Copy the material below line for line, keeping every character unchanged.

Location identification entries
»»

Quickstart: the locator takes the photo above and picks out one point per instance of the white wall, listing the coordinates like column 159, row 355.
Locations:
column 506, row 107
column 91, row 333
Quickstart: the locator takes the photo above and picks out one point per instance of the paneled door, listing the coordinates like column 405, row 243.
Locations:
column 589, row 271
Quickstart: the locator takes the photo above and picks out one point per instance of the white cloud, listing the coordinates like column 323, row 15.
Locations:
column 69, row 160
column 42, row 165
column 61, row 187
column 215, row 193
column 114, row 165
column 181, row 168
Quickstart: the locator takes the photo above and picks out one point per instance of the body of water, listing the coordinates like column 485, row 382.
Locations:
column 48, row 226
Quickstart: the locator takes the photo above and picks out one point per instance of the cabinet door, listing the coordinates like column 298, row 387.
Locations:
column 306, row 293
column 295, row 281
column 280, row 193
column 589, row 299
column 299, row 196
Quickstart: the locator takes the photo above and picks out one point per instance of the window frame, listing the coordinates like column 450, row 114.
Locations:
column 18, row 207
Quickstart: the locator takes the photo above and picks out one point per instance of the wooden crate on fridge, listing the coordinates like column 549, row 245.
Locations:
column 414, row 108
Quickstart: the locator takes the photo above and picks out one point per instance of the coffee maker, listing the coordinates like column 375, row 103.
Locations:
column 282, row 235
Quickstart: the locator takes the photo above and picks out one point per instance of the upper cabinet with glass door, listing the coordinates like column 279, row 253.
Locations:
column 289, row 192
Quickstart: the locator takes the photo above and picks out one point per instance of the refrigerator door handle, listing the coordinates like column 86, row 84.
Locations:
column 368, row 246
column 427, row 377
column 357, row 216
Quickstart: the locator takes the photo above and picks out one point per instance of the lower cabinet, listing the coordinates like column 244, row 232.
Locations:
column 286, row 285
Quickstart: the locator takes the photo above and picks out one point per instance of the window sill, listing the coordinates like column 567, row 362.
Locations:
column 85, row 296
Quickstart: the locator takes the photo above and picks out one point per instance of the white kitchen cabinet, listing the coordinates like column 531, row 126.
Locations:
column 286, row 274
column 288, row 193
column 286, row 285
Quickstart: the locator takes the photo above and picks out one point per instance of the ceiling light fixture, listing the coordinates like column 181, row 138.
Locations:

««

### SOLUTION TO THE EXERCISE
Quickstart: the locator takes the photo above and picks out one point per instance of the white wall, listing the coordinates like column 159, row 355.
Locations:
column 506, row 107
column 91, row 333
Quickstart: the locator takes the photo above and picks out one point per instance of the paneled door, listing the coordinates like column 405, row 243.
Locations:
column 589, row 271
Quickstart: the locator takes the photo above and picks out one point per instance of the white cloud, listing the coordinates like column 323, row 15.
Locations:
column 69, row 160
column 42, row 165
column 61, row 187
column 215, row 193
column 114, row 165
column 181, row 168
Quickstart: the locator takes the photo above and picks out one point per instance of the body of water, listing the coordinates like column 485, row 382.
Locations:
column 48, row 226
Quickstart: the locator takes the photo above and picks out one point per instance of the cabinet door, listing the coordinates like column 298, row 387.
Locations:
column 306, row 293
column 295, row 281
column 280, row 193
column 589, row 299
column 299, row 196
Quickstart: the locator takes the photo above and picks out one point per instance of the window frame, listing the coordinates like column 450, row 114.
Locations:
column 18, row 207
Quickstart: the locator takes the photo above and picks out one point per instance of the wooden crate on fridge, listing the coordinates like column 549, row 245.
Locations:
column 414, row 108
Quickstart: the locator takes the photo above and picks out one point per instance of the coffee maker, listing the coordinates like column 375, row 103.
Locations:
column 282, row 235
Quickstart: the locator takes the photo above and picks out one point per instance of the upper cabinet with glass door, listing the coordinates like column 279, row 253.
Locations:
column 289, row 192
Quickstart: the locator takes the photo above and picks out one point per instance of the refrigerator door handle, listing the coordinates like column 86, row 84.
Locations:
column 368, row 246
column 427, row 377
column 357, row 216
Quickstart: the locator takes the photo above and picks out one point per instance of the lower cabinet, listing the coordinates like column 244, row 232.
Locations:
column 286, row 285
Quickstart: the locator takes the photo above and picks out one point per instance of the window sill, listing the coordinates like column 567, row 362.
Locations:
column 85, row 296
Quickstart: the locator takes the photo above and picks out one point per instance of the white kitchen cabinet, listing the coordinates like column 531, row 126.
Locations:
column 286, row 274
column 288, row 193
column 286, row 285
Quickstart: the locator takes the photo above and picks out one point per instance of the ceiling light fixture, listing the coordinates like column 181, row 138.
Locations:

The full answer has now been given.